> _What you will do_
Here the answer must be the exact run of lines from the line holding "Task: locate the lamb's hind" to the end of the material below, and nothing else.
>>>
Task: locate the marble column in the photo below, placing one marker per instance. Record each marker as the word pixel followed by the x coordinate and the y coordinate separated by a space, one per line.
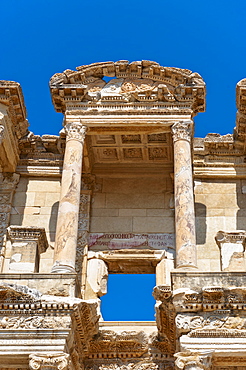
pixel 67 221
pixel 184 198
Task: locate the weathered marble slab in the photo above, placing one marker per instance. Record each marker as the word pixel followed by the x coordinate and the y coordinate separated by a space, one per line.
pixel 112 241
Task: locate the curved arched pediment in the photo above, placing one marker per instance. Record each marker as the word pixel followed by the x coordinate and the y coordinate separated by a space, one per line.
pixel 125 82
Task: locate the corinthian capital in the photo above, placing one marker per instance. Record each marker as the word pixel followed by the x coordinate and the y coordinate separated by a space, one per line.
pixel 49 361
pixel 193 360
pixel 75 131
pixel 182 130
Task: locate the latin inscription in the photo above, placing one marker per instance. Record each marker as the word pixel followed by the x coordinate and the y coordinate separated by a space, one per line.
pixel 112 241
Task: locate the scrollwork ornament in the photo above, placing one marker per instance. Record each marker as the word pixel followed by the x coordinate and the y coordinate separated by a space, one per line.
pixel 182 130
pixel 75 131
pixel 49 361
pixel 193 360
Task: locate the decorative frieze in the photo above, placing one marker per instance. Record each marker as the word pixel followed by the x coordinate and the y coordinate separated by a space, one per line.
pixel 144 81
pixel 193 360
pixel 232 247
pixel 49 361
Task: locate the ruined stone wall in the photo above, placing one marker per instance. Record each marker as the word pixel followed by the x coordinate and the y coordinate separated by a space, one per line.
pixel 132 205
pixel 35 203
pixel 220 205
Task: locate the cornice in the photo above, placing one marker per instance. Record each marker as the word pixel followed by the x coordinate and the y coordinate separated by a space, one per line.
pixel 143 82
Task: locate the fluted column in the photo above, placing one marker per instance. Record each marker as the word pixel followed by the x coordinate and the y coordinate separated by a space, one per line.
pixel 184 198
pixel 67 221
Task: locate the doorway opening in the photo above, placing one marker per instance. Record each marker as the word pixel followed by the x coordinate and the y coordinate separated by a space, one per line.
pixel 129 298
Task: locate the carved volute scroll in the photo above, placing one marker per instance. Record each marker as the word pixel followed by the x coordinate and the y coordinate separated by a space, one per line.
pixel 49 361
pixel 75 131
pixel 182 130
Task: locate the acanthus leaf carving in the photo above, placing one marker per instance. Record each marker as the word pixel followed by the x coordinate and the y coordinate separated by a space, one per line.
pixel 182 130
pixel 49 361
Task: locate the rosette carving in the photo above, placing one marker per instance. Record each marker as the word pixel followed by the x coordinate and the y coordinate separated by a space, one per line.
pixel 182 130
pixel 75 131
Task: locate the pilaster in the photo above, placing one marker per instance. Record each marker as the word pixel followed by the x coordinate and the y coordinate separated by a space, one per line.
pixel 67 222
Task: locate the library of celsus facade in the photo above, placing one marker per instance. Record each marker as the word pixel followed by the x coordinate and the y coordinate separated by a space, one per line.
pixel 123 188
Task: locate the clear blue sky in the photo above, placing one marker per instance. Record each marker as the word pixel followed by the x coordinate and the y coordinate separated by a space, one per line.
pixel 40 38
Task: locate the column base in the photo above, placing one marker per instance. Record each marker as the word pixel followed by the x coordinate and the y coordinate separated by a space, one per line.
pixel 59 268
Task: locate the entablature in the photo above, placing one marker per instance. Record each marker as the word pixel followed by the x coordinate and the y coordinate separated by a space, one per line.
pixel 133 87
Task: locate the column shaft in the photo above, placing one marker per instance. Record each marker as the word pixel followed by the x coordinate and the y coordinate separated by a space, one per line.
pixel 67 221
pixel 184 198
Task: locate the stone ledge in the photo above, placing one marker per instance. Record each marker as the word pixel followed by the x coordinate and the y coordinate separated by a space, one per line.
pixel 61 285
pixel 197 279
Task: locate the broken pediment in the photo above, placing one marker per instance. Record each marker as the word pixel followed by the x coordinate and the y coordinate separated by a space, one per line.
pixel 134 82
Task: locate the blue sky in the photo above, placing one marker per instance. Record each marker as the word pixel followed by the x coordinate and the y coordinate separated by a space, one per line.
pixel 40 38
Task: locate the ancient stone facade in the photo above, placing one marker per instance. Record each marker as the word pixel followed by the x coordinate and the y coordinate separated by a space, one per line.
pixel 124 188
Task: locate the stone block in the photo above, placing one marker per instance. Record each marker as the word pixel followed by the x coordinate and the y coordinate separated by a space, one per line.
pixel 39 199
pixel 160 212
pixel 153 224
pixel 221 200
pixel 32 210
pixel 51 199
pixel 42 185
pixel 36 220
pixel 111 224
pixel 45 265
pixel 134 201
pixel 22 185
pixel 134 185
pixel 103 212
pixel 219 187
pixel 215 265
pixel 15 220
pixel 22 199
pixel 216 212
pixel 49 210
pixel 132 212
pixel 203 264
pixel 98 201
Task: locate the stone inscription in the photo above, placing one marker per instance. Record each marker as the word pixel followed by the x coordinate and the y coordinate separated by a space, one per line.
pixel 99 241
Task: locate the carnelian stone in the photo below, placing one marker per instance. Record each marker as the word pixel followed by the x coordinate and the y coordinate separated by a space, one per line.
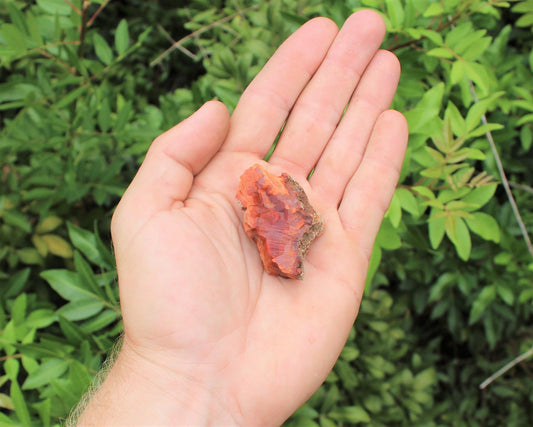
pixel 279 219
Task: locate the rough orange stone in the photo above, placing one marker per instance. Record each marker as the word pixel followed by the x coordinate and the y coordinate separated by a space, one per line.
pixel 279 219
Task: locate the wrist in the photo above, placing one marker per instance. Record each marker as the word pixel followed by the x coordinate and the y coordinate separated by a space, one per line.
pixel 138 391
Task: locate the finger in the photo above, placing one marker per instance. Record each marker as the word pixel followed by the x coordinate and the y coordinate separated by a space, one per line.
pixel 369 192
pixel 319 109
pixel 166 174
pixel 266 102
pixel 344 151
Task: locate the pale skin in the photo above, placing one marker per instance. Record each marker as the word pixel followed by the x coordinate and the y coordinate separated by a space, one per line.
pixel 210 337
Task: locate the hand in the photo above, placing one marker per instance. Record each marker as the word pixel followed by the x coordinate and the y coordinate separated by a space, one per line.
pixel 209 336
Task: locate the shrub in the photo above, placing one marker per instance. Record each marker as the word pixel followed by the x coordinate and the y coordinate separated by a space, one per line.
pixel 449 296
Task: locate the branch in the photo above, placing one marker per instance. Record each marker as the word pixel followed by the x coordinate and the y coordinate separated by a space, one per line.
pixel 505 182
pixel 177 45
pixel 503 370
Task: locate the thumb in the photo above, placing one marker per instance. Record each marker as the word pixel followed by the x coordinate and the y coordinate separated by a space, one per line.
pixel 166 174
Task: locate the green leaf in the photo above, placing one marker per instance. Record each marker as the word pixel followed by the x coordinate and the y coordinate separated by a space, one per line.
pixel 80 378
pixel 484 226
pixel 375 260
pixel 48 224
pixel 525 20
pixel 122 37
pixel 457 121
pixel 34 29
pixel 505 293
pixel 478 74
pixel 394 213
pixel 408 201
pixel 434 9
pixel 458 71
pixel 6 403
pixel 87 275
pixel 479 196
pixel 425 379
pixel 441 52
pixel 55 7
pixel 44 408
pixel 18 309
pixel 81 309
pixel 17 17
pixel 350 414
pixel 16 219
pixel 72 331
pixel 102 49
pixel 100 321
pixel 70 97
pixel 40 318
pixel 84 241
pixel 14 38
pixel 104 116
pixel 16 282
pixel 482 301
pixel 49 370
pixel 388 237
pixel 21 409
pixel 57 245
pixel 436 229
pixel 458 233
pixel 67 284
pixel 395 12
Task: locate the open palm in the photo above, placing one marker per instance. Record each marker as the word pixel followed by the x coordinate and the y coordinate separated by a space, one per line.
pixel 196 300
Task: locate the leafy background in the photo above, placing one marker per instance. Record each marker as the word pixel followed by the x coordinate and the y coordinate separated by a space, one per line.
pixel 85 87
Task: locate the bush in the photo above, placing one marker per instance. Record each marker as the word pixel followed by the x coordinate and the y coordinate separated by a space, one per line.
pixel 449 295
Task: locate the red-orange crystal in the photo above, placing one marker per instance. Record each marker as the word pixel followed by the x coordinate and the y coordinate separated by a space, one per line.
pixel 279 219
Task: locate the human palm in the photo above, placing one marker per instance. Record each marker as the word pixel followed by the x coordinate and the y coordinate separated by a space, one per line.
pixel 196 300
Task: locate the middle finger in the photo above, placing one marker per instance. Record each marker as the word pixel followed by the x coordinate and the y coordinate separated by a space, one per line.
pixel 321 104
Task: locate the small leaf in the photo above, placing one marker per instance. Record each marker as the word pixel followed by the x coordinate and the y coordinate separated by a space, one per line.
pixel 484 225
pixel 57 245
pixel 458 233
pixel 67 284
pixel 479 196
pixel 16 219
pixel 18 309
pixel 485 297
pixel 395 12
pixel 50 223
pixel 408 201
pixel 19 403
pixel 122 37
pixel 40 318
pixel 102 49
pixel 505 293
pixel 85 241
pixel 441 52
pixel 49 370
pixel 70 97
pixel 434 9
pixel 81 309
pixel 350 414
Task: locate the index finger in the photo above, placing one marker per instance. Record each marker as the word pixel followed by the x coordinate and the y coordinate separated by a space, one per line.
pixel 267 101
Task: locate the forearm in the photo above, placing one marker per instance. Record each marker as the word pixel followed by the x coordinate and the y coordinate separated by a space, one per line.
pixel 138 392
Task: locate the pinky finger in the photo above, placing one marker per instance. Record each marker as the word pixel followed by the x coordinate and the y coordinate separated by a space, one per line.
pixel 370 190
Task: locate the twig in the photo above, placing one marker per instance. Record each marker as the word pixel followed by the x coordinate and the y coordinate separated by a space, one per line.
pixel 95 14
pixel 503 370
pixel 78 11
pixel 505 182
pixel 196 33
pixel 521 186
pixel 180 47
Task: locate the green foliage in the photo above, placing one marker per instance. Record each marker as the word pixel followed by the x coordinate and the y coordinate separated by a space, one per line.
pixel 449 297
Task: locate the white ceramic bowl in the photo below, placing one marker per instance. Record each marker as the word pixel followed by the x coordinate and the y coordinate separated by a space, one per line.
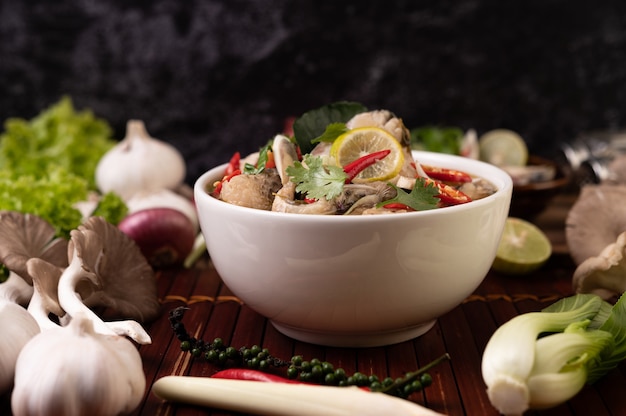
pixel 356 281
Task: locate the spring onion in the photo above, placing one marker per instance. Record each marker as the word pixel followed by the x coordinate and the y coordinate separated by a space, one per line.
pixel 541 359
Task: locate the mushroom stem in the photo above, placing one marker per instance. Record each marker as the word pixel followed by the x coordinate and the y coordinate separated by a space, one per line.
pixel 16 289
pixel 37 309
pixel 72 303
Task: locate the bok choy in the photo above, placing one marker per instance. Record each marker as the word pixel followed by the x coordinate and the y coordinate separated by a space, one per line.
pixel 541 359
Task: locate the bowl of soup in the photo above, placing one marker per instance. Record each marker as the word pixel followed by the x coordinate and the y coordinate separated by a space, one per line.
pixel 356 280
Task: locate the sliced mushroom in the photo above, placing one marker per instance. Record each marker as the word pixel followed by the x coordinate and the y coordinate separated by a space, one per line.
pixel 24 236
pixel 119 275
pixel 595 220
pixel 605 274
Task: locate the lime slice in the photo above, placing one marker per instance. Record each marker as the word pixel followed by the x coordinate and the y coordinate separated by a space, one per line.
pixel 362 141
pixel 502 147
pixel 523 248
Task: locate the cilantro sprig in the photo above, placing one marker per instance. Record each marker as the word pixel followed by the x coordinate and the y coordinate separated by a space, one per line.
pixel 422 197
pixel 315 179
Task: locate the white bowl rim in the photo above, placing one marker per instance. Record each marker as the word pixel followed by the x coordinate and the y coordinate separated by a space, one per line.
pixel 505 186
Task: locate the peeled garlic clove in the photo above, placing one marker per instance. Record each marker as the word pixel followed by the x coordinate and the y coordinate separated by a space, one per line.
pixel 18 327
pixel 139 163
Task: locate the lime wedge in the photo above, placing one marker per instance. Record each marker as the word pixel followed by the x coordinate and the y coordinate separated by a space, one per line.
pixel 502 147
pixel 523 248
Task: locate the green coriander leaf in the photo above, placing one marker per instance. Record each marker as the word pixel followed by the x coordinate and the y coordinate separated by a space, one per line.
pixel 312 124
pixel 316 180
pixel 422 197
pixel 332 131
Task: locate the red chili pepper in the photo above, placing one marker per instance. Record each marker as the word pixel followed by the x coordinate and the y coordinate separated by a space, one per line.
pixel 446 175
pixel 355 167
pixel 256 375
pixel 233 164
pixel 271 162
pixel 218 186
pixel 252 375
pixel 398 205
pixel 448 195
pixel 288 126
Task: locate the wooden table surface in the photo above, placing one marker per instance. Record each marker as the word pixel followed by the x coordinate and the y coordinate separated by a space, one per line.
pixel 457 389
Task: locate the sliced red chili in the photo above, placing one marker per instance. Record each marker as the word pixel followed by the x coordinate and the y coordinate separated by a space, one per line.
pixel 449 195
pixel 271 162
pixel 218 186
pixel 233 164
pixel 357 166
pixel 398 206
pixel 446 175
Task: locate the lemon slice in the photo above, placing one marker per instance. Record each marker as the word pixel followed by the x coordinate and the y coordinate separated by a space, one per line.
pixel 365 140
pixel 523 248
pixel 502 147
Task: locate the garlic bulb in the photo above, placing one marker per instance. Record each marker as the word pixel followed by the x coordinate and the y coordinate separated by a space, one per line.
pixel 18 327
pixel 139 163
pixel 74 371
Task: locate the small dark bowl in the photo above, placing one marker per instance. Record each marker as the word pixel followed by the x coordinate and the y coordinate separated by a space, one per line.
pixel 531 199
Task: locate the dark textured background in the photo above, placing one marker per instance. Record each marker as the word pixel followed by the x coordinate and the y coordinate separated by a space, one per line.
pixel 215 76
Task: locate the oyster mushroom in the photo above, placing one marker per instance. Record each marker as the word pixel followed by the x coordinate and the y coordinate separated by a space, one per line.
pixel 605 274
pixel 108 263
pixel 24 236
pixel 284 201
pixel 252 191
pixel 595 220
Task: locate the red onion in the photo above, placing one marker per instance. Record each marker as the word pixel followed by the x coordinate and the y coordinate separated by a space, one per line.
pixel 164 235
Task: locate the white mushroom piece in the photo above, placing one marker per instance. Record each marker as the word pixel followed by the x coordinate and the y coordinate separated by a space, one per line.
pixel 21 237
pixel 106 269
pixel 24 236
pixel 83 365
pixel 604 274
pixel 387 120
pixel 595 220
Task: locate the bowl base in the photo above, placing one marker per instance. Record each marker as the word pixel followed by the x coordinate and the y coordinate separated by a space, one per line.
pixel 355 340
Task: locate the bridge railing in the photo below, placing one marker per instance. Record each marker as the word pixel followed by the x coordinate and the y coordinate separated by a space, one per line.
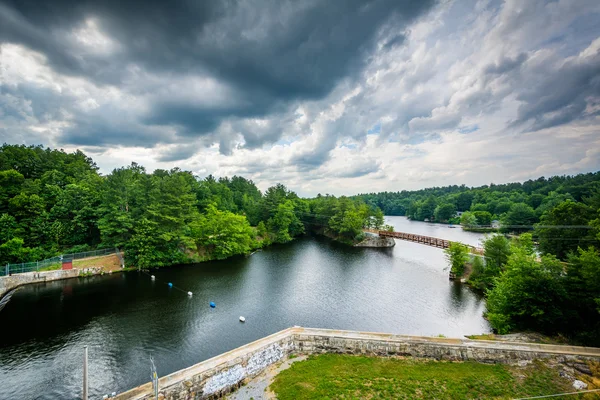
pixel 428 240
pixel 51 263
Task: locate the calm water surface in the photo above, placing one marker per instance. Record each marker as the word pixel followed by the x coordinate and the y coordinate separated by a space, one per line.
pixel 124 318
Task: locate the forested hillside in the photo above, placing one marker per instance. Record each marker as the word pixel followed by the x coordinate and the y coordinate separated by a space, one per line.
pixel 440 203
pixel 53 202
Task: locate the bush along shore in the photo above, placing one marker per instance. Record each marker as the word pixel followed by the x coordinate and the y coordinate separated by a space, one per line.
pixel 528 291
pixel 53 202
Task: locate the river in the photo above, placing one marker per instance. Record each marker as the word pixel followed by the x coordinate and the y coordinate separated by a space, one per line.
pixel 125 318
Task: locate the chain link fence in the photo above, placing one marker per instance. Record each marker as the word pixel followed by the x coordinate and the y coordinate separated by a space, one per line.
pixel 51 263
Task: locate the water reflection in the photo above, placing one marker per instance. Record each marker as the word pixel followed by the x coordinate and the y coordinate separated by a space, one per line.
pixel 124 318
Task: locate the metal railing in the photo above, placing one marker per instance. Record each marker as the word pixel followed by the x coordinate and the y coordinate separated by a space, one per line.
pixel 51 263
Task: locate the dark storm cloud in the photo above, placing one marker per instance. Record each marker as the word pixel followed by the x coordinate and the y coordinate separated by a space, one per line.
pixel 269 52
pixel 178 153
pixel 506 65
pixel 355 171
pixel 562 94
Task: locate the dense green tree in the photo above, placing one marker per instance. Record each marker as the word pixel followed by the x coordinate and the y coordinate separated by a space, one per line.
pixel 529 295
pixel 564 228
pixel 484 218
pixel 444 212
pixel 284 223
pixel 222 234
pixel 458 256
pixel 583 286
pixel 468 219
pixel 520 218
pixel 496 252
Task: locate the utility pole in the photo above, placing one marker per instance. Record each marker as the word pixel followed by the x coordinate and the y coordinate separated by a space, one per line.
pixel 154 376
pixel 84 373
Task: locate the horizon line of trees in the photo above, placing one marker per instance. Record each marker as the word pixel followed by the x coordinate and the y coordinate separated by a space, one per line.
pixel 53 202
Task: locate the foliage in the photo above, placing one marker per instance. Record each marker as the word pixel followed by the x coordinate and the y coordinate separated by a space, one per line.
pixel 52 202
pixel 222 233
pixel 457 255
pixel 496 252
pixel 540 195
pixel 468 219
pixel 334 376
pixel 520 218
pixel 444 212
pixel 564 228
pixel 528 295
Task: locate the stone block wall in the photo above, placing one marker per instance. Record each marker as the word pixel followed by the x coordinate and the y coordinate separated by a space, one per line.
pixel 8 283
pixel 220 375
pixel 215 377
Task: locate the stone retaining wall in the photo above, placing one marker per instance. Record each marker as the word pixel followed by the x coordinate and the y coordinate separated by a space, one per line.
pixel 8 283
pixel 222 374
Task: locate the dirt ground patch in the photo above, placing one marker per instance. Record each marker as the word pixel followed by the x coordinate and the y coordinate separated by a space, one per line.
pixel 108 263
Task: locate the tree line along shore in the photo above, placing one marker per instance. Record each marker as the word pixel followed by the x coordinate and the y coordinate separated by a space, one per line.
pixel 53 202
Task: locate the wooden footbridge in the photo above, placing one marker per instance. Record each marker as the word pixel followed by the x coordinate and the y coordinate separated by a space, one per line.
pixel 426 240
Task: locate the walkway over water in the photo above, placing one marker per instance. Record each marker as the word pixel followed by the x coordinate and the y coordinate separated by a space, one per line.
pixel 426 240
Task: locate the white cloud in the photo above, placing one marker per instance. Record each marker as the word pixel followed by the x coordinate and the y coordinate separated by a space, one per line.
pixel 521 76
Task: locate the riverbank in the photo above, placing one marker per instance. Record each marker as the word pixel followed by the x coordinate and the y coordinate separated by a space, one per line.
pixel 84 267
pixel 227 372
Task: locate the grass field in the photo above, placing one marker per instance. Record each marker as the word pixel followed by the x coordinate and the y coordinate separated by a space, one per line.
pixel 332 376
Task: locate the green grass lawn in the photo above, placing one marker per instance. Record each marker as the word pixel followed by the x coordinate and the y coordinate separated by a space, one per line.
pixel 333 376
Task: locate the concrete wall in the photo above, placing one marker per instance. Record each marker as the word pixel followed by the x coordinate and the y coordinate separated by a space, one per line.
pixel 222 374
pixel 8 283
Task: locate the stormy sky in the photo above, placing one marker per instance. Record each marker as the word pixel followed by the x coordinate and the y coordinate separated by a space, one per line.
pixel 333 97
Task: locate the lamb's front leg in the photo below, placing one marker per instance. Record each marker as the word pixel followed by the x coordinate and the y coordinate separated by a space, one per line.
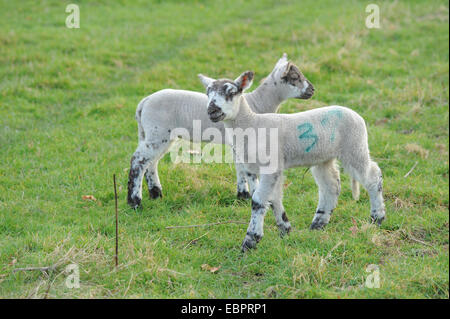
pixel 242 189
pixel 260 201
pixel 244 177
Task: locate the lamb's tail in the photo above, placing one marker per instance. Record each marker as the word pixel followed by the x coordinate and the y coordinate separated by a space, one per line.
pixel 355 189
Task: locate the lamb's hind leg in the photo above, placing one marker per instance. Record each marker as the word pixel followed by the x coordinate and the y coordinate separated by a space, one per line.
pixel 139 162
pixel 284 226
pixel 260 200
pixel 372 181
pixel 327 179
pixel 152 178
<<<
> _Answer for the task_
Task: locate the lamb's hind leg in the photo above, placing one marker per instance. Record each marker as the word pixel followed by the x coordinate and the y coordinate separated by a space, one per line.
pixel 139 162
pixel 284 226
pixel 260 200
pixel 372 181
pixel 327 179
pixel 152 178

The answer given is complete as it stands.